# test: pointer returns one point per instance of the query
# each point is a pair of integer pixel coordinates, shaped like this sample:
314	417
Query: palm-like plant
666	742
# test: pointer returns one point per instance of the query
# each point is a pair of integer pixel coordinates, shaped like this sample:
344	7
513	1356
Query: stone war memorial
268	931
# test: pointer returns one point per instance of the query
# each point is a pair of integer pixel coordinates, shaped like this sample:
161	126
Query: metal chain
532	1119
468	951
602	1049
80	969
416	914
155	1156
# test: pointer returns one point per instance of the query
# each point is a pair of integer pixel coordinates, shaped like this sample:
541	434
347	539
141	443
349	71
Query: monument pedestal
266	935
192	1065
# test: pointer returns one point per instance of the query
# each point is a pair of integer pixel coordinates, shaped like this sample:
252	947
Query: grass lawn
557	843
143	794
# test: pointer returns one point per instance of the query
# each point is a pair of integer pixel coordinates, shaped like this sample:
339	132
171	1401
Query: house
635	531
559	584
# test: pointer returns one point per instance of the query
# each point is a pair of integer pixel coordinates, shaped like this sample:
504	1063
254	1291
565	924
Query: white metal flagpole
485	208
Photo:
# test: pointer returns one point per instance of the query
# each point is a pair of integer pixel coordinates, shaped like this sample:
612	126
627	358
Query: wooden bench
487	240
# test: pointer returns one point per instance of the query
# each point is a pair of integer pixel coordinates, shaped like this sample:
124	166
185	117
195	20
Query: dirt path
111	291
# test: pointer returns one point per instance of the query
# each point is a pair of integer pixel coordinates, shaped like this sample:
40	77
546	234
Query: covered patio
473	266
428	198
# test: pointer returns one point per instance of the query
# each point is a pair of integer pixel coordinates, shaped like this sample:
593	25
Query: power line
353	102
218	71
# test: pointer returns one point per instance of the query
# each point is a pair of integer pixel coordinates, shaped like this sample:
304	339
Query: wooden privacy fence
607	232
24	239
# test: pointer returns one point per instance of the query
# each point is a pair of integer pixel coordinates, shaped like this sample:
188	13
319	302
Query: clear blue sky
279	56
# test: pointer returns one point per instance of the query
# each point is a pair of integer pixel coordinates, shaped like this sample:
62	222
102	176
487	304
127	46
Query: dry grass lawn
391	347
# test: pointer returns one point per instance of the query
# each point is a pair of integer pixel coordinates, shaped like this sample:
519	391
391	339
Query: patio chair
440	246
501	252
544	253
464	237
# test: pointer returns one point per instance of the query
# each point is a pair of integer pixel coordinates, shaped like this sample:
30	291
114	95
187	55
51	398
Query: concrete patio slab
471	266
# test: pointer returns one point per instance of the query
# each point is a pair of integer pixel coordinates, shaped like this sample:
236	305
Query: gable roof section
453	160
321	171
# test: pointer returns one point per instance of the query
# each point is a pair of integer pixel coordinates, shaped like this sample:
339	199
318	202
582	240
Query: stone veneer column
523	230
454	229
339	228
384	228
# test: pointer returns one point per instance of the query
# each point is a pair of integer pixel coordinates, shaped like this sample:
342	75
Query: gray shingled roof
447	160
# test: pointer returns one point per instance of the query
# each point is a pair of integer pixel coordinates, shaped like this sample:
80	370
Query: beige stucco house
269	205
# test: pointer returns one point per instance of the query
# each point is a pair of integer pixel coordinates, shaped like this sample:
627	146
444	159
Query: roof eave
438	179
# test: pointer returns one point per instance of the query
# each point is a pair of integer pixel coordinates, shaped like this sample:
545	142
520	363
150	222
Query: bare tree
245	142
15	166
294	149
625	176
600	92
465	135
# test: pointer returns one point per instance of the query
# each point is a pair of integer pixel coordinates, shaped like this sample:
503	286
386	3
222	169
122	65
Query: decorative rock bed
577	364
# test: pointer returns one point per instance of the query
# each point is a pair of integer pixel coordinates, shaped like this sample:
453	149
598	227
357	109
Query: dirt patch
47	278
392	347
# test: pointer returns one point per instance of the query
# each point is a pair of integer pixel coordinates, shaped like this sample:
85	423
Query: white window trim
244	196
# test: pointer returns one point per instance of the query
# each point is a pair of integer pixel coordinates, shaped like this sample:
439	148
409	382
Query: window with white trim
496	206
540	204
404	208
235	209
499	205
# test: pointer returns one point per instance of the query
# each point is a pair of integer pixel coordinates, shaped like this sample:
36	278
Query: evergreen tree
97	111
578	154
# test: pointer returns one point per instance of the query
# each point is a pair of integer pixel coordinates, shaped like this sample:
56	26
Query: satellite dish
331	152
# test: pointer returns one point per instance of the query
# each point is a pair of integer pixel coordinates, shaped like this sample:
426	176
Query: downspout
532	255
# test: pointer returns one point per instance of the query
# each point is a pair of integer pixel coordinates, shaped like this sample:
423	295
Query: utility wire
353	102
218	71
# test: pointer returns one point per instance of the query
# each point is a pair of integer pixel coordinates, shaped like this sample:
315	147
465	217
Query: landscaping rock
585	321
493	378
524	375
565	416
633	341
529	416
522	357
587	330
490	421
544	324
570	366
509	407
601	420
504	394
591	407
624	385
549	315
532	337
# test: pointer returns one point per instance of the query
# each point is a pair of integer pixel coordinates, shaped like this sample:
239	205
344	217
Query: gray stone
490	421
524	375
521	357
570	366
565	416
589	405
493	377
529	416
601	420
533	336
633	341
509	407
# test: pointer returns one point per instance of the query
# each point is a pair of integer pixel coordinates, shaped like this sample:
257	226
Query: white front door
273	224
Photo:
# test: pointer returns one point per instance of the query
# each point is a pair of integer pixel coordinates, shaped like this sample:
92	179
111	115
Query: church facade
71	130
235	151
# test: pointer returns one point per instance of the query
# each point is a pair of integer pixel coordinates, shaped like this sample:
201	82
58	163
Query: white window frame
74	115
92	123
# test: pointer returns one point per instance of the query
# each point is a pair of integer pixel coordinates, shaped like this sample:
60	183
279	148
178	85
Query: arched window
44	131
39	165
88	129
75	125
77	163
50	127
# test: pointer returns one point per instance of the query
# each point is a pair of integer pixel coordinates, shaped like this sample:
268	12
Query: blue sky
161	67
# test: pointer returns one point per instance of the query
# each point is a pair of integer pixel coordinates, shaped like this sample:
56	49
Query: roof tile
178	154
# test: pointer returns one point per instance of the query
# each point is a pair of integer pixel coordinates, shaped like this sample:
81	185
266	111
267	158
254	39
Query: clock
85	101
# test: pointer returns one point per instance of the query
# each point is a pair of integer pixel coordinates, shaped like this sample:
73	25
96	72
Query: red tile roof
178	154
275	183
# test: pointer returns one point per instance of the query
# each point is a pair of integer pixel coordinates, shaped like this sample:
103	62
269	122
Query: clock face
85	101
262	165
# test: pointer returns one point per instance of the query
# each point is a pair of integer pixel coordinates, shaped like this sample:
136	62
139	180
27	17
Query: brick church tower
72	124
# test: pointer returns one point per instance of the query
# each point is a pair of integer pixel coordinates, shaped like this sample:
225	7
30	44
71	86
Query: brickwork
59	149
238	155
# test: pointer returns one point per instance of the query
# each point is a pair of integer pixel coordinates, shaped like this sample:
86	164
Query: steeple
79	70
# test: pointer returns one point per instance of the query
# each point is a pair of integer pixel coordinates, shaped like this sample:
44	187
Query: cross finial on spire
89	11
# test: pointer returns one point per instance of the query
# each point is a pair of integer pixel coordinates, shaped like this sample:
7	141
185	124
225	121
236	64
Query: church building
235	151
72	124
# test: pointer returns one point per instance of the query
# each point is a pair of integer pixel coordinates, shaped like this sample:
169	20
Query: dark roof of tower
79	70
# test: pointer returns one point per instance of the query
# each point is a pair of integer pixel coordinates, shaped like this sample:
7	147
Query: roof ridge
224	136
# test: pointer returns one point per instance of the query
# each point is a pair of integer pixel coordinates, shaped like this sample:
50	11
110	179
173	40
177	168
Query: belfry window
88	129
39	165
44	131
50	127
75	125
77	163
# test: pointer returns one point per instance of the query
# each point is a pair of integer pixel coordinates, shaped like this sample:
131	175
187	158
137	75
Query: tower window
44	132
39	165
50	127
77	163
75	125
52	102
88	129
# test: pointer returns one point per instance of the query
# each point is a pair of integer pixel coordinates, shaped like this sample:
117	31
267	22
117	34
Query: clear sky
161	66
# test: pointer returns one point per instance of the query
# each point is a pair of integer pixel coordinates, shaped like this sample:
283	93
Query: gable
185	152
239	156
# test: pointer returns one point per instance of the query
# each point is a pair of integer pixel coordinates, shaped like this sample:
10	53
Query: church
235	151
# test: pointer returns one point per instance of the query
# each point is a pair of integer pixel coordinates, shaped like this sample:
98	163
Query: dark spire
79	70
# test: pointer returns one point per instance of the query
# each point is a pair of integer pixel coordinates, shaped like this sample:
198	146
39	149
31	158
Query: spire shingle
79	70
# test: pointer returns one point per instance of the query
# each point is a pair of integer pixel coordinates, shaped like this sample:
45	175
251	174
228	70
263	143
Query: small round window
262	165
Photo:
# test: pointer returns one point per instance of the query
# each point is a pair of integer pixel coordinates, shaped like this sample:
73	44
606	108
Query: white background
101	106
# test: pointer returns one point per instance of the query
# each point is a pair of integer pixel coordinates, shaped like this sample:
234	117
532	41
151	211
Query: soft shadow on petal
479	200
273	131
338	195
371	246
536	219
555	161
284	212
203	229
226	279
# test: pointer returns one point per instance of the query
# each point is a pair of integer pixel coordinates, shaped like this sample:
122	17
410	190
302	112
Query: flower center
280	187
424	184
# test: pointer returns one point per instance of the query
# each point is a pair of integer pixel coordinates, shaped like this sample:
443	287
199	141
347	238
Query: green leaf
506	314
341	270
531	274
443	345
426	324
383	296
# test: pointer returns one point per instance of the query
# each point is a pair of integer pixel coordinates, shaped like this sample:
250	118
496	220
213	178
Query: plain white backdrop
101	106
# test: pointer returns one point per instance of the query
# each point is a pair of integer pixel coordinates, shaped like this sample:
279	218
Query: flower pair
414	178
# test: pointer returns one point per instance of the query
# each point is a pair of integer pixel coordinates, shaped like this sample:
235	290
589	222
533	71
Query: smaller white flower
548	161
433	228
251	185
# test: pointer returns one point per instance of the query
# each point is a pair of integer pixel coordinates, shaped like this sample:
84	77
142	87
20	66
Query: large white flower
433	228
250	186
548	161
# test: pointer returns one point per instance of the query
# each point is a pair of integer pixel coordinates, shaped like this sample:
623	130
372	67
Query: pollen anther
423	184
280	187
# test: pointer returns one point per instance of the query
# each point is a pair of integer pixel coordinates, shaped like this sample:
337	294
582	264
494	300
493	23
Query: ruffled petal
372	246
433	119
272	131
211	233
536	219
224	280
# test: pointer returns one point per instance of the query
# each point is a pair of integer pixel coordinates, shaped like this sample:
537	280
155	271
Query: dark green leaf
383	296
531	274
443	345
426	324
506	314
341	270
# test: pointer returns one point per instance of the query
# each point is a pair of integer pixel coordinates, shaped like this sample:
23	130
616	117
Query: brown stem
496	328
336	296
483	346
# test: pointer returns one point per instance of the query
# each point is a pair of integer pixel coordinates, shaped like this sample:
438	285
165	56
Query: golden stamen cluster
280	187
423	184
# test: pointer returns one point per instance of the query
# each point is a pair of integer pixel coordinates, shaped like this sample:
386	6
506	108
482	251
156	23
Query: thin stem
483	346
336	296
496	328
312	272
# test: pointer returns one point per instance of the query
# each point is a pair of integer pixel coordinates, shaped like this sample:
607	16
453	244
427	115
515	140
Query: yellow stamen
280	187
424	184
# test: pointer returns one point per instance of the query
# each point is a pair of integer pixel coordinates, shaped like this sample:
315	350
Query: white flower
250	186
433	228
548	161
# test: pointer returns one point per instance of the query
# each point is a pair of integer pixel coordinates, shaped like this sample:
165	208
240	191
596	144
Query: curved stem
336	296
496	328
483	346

- **TASK OBJECTIVE**
Show every line of the records that contains the word "dark". Treat uppercase and lowercase letters as distinct.

- **SOLVED EXERCISE**
Query: dark roof of tower
Query: dark spire
Query: dark green leaf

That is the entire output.